━━━ Material provided

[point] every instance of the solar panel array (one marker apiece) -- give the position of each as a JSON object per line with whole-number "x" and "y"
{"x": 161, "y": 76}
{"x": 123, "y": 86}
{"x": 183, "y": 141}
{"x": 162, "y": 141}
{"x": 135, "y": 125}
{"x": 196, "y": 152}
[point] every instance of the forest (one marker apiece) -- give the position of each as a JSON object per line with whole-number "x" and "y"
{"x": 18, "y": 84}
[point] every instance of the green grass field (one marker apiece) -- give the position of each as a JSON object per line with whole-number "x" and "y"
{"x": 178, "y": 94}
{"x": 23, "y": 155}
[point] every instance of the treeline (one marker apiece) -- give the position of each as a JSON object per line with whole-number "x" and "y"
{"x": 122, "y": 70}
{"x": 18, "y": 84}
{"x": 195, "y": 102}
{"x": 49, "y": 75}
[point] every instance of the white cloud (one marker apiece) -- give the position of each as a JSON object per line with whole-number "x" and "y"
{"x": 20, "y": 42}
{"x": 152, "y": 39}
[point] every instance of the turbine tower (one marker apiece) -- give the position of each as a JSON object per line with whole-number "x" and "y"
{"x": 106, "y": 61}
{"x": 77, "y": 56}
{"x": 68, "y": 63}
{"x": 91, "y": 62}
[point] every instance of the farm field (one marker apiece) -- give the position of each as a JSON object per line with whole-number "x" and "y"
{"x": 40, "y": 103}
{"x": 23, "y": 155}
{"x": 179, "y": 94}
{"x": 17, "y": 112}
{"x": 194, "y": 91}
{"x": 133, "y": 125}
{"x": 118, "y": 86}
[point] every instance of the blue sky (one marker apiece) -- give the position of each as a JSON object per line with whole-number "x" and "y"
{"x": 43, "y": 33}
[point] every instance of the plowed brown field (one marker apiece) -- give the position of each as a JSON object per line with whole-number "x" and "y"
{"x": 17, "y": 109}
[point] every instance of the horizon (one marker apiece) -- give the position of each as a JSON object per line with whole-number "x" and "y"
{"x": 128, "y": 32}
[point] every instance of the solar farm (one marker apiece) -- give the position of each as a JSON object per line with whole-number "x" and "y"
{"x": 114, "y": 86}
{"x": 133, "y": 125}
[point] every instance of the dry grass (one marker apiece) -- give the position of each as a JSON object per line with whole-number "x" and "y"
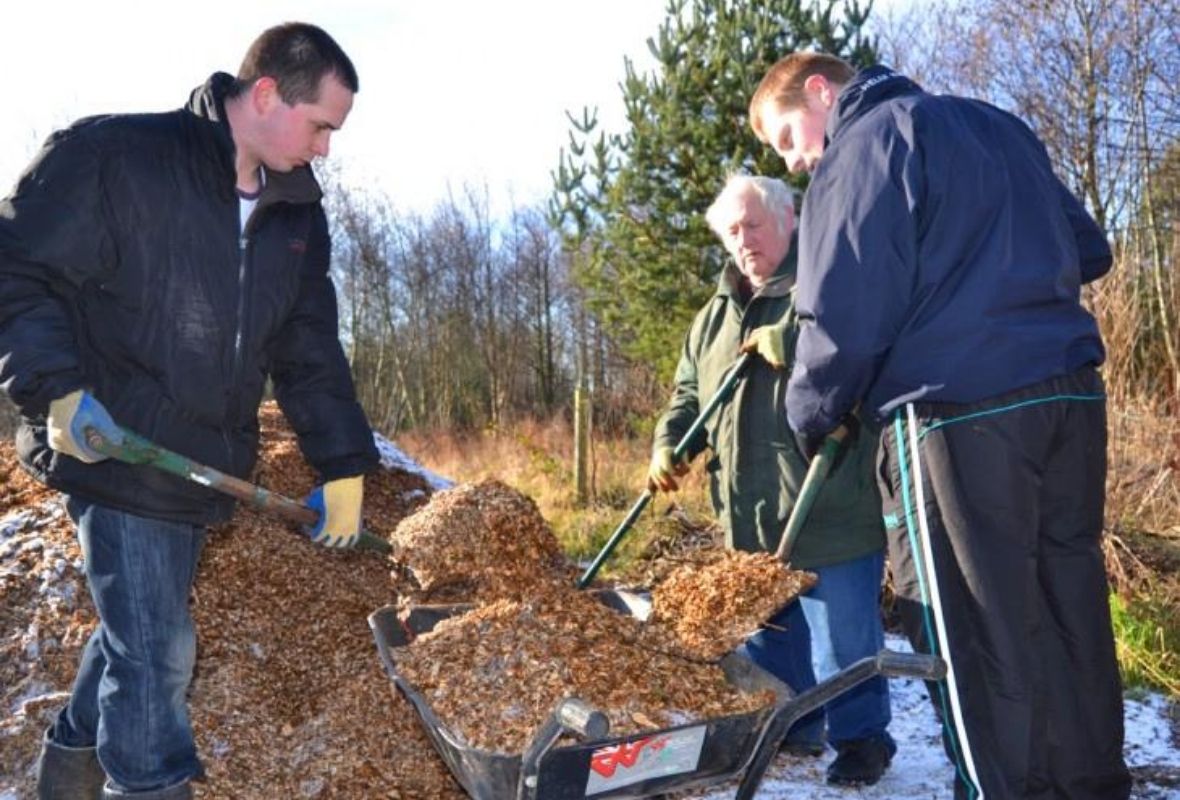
{"x": 537, "y": 458}
{"x": 1142, "y": 510}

━━━━━━

Problem: Could you print everything in the material from the line containing "[point] every instance of the dry" down to the end, keeping each line as it stands and leaving out the picture?

Written reply:
[point] every instance of the dry grass (one marker apiece) -- give the position of each as a JSON object per line with whole-number "x" and "y"
{"x": 537, "y": 458}
{"x": 1142, "y": 510}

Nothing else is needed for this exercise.